§ **Excerpt**:

============

I know, God is omnipotent but I do have a few suggestions, improvements if you will that God may like to consider for 2012. All I can do is ask.
1. Detachable arms. Like a child’s doll I want limbs that can just pop out of the socket without causing any damage and be left on the floor or in a cupboard for a while. Why? Because when cuddling or spooning there is always one too many arms. There is always an awkward elbow in someone’s ribs and a desperate but failed attempt at contortionism to get it out of the way.
2. More silly hats for religious leaders and followers. I have never understood why so many religions include headwear as an indication of piousness and religious fervour amongst its followers. Perhaps it is a sign of suffering, intended or otherwise. Religion already has so many things that can be ridiculed why fuel the satirical fire with costumes. The higher up the religious totem one is the bigger and sillier the hat appears to be. I say they are not silly enough. I say all truly devout believers should wear nothing less ridiculous than the headwear donned by Princess Beatrice at Will and Kate’s wedding.
3. End religious wars. If there are different gods, would the most powerful one please prove it and claim victory. If, in fact, everyone is unwittingly worshipping the same god then perhaps revealing oneself like pulling back the curtain in Wizard of Oz to reveal the true wizard, it would save us all a lot of bother.

============

§ **Data**:
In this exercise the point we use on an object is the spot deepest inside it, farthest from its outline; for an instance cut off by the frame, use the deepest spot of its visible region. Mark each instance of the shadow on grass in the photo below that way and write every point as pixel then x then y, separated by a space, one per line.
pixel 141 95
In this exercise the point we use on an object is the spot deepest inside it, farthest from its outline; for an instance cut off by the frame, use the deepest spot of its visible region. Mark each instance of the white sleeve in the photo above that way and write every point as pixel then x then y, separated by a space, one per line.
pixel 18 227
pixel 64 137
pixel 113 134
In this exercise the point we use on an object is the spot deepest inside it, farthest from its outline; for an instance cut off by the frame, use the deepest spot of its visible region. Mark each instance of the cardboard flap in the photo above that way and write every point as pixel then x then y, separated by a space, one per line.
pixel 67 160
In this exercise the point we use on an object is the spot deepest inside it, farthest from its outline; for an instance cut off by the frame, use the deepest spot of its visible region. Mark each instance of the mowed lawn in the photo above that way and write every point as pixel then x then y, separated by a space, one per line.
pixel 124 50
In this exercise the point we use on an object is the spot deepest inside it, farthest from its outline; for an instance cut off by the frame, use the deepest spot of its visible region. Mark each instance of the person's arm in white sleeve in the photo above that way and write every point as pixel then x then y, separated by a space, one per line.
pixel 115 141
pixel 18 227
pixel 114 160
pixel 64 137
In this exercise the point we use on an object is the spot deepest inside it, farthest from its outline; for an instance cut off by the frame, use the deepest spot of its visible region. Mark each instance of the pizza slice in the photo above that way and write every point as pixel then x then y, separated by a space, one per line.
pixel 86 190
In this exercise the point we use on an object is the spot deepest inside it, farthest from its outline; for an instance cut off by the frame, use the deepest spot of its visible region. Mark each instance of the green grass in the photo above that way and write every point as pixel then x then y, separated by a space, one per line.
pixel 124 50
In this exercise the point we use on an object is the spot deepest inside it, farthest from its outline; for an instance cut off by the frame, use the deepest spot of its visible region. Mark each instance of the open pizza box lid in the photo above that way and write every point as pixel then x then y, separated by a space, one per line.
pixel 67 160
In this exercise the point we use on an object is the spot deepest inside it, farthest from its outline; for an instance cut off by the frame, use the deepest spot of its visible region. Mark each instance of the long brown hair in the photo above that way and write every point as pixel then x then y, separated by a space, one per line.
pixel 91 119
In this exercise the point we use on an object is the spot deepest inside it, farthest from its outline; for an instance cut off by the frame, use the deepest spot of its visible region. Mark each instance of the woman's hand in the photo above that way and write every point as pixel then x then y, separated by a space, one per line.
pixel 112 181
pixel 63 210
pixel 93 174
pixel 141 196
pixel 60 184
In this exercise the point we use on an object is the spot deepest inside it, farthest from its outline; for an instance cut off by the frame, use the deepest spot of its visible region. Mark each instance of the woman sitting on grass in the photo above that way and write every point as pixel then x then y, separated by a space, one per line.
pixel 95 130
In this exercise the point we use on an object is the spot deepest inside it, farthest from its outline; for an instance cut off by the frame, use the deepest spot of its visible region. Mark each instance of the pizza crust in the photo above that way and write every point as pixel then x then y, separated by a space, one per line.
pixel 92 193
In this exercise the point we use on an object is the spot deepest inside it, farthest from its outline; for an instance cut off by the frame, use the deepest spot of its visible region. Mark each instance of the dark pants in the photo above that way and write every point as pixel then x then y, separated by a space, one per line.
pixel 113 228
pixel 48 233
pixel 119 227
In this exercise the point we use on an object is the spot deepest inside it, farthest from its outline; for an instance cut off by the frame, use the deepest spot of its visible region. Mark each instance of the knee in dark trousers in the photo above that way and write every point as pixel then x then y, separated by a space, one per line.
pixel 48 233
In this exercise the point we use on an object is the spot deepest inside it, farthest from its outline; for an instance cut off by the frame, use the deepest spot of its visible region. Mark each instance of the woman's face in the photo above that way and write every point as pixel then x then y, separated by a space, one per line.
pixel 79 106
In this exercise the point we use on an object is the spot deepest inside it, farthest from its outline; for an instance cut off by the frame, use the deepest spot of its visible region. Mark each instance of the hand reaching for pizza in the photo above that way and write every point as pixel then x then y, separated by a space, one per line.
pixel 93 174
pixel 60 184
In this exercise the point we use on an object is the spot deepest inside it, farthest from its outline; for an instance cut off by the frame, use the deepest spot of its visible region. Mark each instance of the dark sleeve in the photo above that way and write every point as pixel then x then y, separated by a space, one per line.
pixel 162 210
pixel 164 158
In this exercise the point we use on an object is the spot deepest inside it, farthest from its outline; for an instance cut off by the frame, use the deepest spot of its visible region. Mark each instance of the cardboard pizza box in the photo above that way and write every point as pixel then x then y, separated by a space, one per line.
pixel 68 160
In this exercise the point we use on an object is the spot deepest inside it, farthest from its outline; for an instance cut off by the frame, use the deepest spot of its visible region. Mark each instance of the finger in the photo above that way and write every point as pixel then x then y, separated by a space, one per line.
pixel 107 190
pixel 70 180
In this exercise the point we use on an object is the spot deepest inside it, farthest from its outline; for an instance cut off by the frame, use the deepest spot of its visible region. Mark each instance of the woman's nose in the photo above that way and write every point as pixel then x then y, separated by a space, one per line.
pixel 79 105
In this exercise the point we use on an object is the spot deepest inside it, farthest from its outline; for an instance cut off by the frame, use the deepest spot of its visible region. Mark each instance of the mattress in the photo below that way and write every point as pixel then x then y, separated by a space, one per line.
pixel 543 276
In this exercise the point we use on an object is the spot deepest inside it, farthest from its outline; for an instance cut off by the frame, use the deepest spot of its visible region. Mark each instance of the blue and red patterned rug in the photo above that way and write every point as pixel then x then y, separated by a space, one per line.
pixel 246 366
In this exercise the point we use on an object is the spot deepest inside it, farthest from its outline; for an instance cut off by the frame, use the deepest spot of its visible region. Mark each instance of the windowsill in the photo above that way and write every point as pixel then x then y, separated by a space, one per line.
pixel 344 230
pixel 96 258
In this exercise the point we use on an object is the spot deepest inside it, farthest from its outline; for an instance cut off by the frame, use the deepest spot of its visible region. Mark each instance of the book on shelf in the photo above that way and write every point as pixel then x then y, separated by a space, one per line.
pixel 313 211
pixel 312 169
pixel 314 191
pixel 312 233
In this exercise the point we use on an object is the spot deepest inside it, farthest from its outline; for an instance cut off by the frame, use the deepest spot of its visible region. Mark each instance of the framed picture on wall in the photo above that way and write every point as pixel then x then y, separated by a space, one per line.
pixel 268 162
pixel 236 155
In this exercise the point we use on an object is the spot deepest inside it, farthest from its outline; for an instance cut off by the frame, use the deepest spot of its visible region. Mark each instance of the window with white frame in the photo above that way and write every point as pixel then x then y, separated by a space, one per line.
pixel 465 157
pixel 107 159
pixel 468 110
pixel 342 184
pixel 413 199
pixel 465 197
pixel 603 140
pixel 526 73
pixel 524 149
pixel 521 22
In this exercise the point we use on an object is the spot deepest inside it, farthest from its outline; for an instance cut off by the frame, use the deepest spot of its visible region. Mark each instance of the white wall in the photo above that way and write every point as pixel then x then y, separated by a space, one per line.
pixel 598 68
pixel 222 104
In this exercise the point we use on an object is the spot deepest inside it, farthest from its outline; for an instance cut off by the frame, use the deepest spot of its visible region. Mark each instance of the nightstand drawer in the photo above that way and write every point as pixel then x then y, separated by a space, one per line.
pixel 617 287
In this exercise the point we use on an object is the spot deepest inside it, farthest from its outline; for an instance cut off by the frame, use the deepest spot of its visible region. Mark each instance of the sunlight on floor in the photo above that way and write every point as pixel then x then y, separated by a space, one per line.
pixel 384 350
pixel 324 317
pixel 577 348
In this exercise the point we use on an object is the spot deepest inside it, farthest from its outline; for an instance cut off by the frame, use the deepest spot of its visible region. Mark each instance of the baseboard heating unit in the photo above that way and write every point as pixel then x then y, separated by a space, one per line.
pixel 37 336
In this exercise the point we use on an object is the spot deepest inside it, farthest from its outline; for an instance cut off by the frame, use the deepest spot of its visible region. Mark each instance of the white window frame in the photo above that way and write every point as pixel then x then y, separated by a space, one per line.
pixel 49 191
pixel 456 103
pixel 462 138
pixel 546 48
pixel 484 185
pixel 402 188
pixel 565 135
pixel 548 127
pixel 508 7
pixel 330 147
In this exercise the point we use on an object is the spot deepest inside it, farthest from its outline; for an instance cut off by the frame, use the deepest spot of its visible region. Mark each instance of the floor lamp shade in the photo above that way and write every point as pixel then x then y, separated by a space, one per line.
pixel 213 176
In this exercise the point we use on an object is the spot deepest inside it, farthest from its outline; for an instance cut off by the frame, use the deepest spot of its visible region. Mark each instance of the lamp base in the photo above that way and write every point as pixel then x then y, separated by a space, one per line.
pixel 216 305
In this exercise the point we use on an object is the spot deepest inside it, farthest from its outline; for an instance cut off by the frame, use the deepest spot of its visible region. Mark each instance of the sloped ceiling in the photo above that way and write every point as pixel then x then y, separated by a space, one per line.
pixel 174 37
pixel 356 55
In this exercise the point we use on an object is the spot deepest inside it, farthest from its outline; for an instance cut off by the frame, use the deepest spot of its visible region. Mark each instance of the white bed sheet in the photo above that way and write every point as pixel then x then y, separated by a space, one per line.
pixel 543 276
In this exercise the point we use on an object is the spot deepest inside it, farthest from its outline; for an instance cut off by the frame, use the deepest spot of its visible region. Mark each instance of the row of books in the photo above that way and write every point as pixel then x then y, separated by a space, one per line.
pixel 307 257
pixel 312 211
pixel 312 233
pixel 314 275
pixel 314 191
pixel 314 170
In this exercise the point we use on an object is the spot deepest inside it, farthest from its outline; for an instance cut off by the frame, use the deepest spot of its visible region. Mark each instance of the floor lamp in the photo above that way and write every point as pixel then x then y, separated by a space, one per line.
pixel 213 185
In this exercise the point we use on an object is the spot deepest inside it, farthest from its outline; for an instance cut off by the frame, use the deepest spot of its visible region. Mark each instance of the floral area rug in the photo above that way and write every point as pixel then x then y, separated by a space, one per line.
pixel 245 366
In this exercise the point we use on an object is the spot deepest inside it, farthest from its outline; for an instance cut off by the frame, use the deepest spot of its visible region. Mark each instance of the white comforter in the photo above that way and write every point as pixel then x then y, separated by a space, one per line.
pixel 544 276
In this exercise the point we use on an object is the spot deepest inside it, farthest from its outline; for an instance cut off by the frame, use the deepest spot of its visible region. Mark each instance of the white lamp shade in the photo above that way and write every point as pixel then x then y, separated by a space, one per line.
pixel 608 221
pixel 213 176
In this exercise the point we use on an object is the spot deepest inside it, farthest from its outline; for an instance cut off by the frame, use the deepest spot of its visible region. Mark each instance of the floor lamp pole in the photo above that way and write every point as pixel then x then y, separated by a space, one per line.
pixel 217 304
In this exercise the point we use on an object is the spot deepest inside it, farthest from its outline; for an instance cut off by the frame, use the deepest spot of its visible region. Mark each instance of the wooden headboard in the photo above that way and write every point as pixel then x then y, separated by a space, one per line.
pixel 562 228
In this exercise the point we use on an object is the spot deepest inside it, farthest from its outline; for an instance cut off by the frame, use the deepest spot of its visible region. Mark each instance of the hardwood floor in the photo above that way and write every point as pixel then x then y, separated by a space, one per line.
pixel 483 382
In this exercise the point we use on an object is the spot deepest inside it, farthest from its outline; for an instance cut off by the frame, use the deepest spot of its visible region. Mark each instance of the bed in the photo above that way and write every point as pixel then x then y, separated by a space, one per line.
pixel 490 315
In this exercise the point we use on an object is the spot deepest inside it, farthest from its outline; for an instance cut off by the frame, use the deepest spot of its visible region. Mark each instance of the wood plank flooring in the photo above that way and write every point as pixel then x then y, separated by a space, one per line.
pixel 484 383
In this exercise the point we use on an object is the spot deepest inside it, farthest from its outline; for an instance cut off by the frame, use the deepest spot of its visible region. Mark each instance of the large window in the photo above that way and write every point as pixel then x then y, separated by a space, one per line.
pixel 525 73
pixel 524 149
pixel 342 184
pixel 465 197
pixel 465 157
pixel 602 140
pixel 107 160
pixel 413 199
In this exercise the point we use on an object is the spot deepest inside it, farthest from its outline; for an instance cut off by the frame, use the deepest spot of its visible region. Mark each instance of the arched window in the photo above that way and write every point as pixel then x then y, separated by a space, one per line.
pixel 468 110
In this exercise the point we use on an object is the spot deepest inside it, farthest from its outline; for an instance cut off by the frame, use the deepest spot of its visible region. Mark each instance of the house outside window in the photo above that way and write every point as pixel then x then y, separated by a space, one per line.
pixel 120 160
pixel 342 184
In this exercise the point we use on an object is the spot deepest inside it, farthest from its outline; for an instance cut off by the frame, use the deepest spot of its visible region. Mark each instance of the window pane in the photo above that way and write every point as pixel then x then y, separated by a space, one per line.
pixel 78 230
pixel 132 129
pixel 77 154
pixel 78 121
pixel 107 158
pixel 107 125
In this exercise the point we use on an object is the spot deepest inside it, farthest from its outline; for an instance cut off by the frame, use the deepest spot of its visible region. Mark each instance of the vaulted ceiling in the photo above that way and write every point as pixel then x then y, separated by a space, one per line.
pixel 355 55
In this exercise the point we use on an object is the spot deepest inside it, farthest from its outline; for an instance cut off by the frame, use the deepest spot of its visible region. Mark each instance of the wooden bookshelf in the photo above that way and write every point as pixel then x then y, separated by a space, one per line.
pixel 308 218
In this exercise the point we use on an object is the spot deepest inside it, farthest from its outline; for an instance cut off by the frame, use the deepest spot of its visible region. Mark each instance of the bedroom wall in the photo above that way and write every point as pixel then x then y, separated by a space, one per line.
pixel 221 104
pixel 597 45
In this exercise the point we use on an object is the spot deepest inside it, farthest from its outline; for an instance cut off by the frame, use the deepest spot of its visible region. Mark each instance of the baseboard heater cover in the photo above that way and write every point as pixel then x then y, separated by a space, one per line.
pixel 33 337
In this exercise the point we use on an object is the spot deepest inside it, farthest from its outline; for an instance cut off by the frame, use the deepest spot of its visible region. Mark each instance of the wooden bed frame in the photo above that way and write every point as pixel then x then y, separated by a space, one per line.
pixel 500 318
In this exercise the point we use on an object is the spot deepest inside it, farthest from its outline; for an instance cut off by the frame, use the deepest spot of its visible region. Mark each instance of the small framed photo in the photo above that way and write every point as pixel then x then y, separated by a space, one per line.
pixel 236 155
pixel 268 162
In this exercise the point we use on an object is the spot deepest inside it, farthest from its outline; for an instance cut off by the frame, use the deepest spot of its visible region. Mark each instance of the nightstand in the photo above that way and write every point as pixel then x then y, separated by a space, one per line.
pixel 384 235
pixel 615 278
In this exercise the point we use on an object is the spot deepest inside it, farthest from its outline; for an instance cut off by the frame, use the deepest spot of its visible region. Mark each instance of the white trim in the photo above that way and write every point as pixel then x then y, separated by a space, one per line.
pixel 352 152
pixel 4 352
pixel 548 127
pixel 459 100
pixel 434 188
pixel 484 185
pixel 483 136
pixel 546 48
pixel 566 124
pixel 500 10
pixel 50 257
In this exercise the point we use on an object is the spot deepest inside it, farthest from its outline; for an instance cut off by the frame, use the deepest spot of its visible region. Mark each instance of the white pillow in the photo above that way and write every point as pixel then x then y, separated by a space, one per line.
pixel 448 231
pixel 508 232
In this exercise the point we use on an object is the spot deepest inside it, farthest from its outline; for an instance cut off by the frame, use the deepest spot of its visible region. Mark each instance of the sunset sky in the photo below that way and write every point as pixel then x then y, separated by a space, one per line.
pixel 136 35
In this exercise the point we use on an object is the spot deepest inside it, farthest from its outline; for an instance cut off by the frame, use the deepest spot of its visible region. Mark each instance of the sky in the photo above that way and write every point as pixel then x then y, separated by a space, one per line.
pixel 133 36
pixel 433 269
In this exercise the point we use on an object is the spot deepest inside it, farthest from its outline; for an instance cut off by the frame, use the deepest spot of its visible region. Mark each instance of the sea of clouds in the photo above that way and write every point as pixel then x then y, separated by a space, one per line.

============

§ **Work instructions**: Could you return the passage of the post about suggestions for God, starting with "2. More silly" and going on through "and Kate’s wedding.", without changing a word? The items have nothing to do with the post about suggestions for God.

§ **Exercise output**:
2. More silly hats for religious leaders and followers. I have never understood why so many religions include headwear as an indication of piousness and religious fervour amongst its followers. Perhaps it is a sign of suffering, intended or otherwise. Religion already has so many things that can be ridiculed why fuel the satirical fire with costumes. The higher up the religious totem one is the bigger and sillier the hat appears to be. I say they are not silly enough. I say all truly devout believers should wear nothing less ridiculous than the headwear donned by Princess Beatrice at Will and Kate’s wedding.